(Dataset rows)
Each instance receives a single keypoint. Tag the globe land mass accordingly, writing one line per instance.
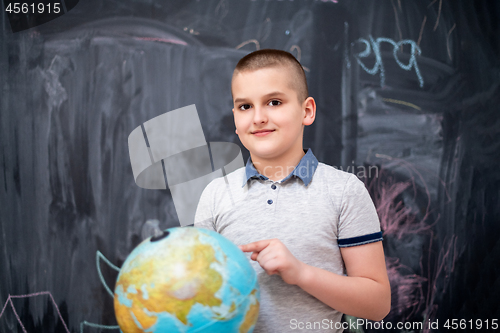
(184, 279)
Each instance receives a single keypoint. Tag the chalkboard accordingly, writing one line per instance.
(407, 94)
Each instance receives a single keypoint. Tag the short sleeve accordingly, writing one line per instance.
(358, 221)
(204, 211)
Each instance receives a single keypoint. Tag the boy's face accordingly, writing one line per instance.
(268, 116)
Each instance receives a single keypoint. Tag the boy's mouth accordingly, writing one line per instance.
(262, 132)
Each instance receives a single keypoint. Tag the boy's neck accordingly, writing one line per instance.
(277, 168)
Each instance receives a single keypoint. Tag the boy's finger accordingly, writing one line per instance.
(255, 246)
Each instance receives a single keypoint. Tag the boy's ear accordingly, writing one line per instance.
(236, 130)
(309, 107)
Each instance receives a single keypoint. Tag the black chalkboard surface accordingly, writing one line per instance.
(407, 94)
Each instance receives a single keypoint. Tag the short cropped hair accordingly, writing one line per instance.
(268, 58)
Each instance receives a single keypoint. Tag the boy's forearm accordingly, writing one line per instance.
(356, 296)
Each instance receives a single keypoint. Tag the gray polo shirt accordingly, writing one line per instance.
(313, 211)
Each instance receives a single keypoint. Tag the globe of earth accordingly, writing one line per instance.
(186, 280)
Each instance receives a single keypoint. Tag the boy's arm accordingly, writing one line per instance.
(365, 291)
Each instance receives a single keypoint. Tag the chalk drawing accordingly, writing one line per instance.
(374, 44)
(9, 301)
(397, 101)
(256, 42)
(99, 257)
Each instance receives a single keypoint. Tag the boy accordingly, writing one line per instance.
(305, 223)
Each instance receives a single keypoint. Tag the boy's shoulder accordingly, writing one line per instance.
(327, 171)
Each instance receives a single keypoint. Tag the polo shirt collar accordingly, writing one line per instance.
(304, 170)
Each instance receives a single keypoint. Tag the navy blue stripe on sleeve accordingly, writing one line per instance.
(360, 240)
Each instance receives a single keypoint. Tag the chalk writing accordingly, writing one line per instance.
(374, 45)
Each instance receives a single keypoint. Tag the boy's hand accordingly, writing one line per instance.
(274, 257)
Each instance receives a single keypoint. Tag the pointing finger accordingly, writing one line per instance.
(255, 246)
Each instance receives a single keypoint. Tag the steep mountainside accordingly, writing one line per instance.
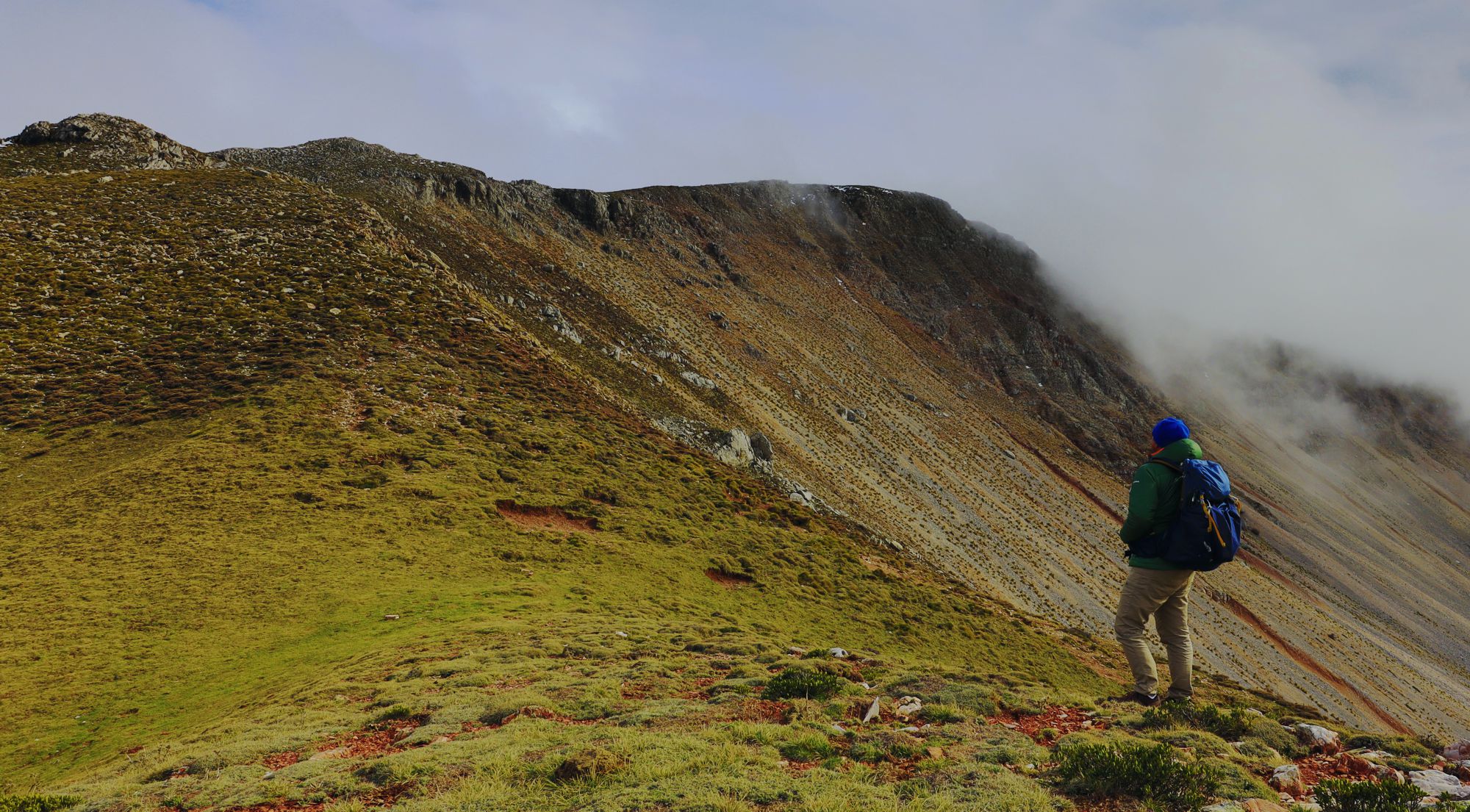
(918, 374)
(277, 395)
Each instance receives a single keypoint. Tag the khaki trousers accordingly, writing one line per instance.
(1165, 596)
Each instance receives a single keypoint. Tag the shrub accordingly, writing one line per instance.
(1149, 772)
(37, 803)
(942, 714)
(587, 765)
(1277, 737)
(1368, 741)
(802, 683)
(1227, 724)
(808, 747)
(393, 714)
(1365, 796)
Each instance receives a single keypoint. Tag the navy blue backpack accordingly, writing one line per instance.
(1208, 530)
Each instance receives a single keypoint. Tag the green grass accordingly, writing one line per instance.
(1153, 774)
(1365, 796)
(215, 497)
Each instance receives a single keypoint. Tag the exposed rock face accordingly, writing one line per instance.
(1319, 739)
(115, 142)
(1287, 778)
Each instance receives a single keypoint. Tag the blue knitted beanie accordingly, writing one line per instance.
(1169, 430)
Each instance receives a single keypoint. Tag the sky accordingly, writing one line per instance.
(1191, 173)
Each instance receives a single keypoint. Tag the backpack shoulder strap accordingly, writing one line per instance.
(1166, 464)
(1177, 470)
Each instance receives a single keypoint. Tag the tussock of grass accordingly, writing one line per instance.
(1366, 796)
(251, 534)
(1153, 774)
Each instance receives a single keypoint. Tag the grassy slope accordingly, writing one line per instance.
(214, 493)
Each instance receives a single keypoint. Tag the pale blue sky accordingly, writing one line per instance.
(1315, 157)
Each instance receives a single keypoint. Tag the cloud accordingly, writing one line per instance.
(1219, 170)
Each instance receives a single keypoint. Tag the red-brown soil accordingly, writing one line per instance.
(543, 517)
(727, 580)
(1311, 664)
(1056, 716)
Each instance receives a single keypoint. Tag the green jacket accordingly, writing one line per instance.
(1153, 502)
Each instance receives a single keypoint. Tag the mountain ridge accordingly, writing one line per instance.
(912, 374)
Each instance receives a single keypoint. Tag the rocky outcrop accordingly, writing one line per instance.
(114, 142)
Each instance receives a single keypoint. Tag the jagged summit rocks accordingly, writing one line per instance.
(107, 142)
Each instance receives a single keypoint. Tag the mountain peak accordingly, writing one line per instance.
(108, 142)
(87, 127)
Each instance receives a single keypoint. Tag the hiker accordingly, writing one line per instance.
(1155, 587)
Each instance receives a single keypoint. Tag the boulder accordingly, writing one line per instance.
(761, 445)
(698, 380)
(1435, 783)
(1358, 766)
(1319, 739)
(1287, 778)
(733, 448)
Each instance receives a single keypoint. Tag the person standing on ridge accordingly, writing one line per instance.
(1155, 587)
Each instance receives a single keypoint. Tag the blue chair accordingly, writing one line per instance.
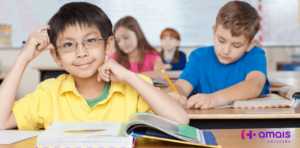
(291, 67)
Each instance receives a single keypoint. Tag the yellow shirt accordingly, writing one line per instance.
(58, 100)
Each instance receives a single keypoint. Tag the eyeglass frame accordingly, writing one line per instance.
(80, 43)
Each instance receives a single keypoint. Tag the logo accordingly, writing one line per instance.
(277, 135)
(248, 134)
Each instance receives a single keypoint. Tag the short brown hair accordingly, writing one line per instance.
(173, 33)
(240, 17)
(143, 45)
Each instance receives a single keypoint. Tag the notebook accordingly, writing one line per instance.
(265, 101)
(12, 136)
(118, 134)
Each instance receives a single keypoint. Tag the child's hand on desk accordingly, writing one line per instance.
(37, 42)
(202, 101)
(112, 71)
(181, 99)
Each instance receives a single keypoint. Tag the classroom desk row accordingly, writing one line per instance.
(227, 138)
(228, 118)
(288, 77)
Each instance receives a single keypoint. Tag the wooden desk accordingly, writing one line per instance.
(228, 118)
(227, 138)
(280, 64)
(53, 72)
(2, 76)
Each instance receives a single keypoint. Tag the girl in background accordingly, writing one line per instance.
(172, 57)
(133, 51)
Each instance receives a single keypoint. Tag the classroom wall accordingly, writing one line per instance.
(31, 77)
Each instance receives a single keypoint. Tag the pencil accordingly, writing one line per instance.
(85, 131)
(169, 80)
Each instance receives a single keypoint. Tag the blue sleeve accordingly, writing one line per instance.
(191, 70)
(257, 62)
(181, 64)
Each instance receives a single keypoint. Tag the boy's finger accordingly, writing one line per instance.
(191, 102)
(199, 104)
(40, 43)
(50, 46)
(41, 28)
(204, 106)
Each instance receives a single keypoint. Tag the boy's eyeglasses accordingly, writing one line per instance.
(71, 46)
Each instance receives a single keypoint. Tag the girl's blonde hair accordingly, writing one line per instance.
(173, 33)
(143, 45)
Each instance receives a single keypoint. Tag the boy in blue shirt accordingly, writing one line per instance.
(233, 69)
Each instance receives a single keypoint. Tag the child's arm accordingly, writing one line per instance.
(156, 73)
(250, 88)
(162, 104)
(37, 42)
(184, 88)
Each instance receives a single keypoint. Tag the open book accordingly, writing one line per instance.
(286, 98)
(118, 134)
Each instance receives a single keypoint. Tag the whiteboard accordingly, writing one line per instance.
(280, 23)
(193, 19)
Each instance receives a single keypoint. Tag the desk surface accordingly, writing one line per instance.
(229, 113)
(227, 138)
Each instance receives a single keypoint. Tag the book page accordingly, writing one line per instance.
(60, 129)
(288, 92)
(12, 136)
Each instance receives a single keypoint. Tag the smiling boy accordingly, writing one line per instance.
(80, 38)
(233, 69)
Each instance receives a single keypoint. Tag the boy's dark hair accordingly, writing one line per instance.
(82, 13)
(240, 17)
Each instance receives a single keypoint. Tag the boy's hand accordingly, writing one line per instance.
(202, 101)
(37, 42)
(112, 71)
(181, 99)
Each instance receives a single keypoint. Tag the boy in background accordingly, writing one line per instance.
(233, 69)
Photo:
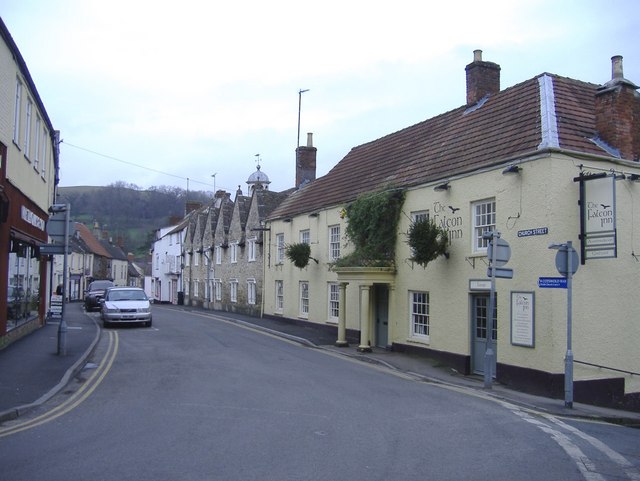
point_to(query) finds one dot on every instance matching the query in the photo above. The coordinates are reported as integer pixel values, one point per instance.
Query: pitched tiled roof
(540, 113)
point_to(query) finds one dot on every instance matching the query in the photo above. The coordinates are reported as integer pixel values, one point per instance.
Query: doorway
(381, 313)
(479, 312)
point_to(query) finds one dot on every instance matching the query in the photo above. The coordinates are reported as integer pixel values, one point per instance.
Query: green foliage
(128, 212)
(299, 254)
(427, 241)
(372, 228)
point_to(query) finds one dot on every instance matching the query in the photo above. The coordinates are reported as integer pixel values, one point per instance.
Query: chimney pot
(483, 78)
(616, 67)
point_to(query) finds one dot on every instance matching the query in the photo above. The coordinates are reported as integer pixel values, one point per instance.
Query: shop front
(23, 272)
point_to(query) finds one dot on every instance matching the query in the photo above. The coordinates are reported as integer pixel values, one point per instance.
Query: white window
(419, 304)
(280, 248)
(279, 296)
(233, 285)
(334, 242)
(217, 287)
(36, 147)
(251, 291)
(252, 250)
(43, 153)
(419, 215)
(27, 129)
(16, 113)
(484, 220)
(304, 299)
(334, 301)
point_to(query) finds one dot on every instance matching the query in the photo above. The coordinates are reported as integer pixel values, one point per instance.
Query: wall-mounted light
(512, 169)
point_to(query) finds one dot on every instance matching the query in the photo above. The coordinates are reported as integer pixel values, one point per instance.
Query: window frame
(479, 243)
(280, 247)
(333, 301)
(279, 300)
(233, 290)
(252, 249)
(251, 291)
(303, 289)
(415, 316)
(17, 113)
(334, 242)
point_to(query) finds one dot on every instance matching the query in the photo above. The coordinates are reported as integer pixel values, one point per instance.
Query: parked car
(124, 305)
(94, 293)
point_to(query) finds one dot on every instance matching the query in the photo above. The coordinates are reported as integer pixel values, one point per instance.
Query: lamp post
(62, 327)
(567, 265)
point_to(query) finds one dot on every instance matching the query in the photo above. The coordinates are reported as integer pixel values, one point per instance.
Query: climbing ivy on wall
(427, 241)
(372, 228)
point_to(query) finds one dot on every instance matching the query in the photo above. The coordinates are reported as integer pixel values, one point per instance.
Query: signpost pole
(62, 327)
(568, 361)
(489, 354)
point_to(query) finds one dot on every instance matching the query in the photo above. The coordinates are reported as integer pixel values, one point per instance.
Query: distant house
(550, 160)
(166, 263)
(224, 249)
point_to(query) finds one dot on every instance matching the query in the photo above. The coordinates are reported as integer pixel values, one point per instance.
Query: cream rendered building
(515, 161)
(28, 179)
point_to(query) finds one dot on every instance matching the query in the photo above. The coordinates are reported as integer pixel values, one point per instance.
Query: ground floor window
(23, 296)
(233, 285)
(419, 308)
(251, 291)
(279, 296)
(334, 301)
(304, 299)
(217, 288)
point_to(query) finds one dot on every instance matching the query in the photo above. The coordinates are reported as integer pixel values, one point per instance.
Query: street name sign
(552, 282)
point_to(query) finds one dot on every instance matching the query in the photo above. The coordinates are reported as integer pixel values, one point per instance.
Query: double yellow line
(76, 398)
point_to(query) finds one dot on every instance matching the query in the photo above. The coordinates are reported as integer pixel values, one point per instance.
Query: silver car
(125, 305)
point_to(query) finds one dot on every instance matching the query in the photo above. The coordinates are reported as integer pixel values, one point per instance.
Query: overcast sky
(155, 92)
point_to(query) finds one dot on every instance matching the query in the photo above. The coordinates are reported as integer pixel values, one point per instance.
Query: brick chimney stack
(306, 163)
(618, 113)
(483, 78)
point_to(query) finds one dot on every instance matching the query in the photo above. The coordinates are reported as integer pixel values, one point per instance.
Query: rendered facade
(549, 160)
(28, 179)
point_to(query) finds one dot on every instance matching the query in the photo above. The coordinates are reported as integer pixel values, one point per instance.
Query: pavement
(31, 371)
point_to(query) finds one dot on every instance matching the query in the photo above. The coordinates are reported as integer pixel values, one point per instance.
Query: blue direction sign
(501, 272)
(552, 282)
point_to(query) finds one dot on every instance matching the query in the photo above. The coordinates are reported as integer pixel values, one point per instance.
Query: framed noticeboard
(523, 319)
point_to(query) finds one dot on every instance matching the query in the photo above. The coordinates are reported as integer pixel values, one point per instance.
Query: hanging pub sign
(597, 216)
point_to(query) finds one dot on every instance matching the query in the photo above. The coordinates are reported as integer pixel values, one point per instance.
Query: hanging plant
(299, 254)
(427, 241)
(372, 228)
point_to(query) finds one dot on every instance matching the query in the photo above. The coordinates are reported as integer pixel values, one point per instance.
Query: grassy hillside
(128, 212)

● Exercise objective
Report each line of the records above that contains the string "classroom", copying every such line in full.

● Finished answer
Each instance receives a single keypoint. Tag the classroom desk row accordingly, writing one line per instance.
Each instance receives a single keypoint. Tag the classroom wall accordingly, writing one line per instance.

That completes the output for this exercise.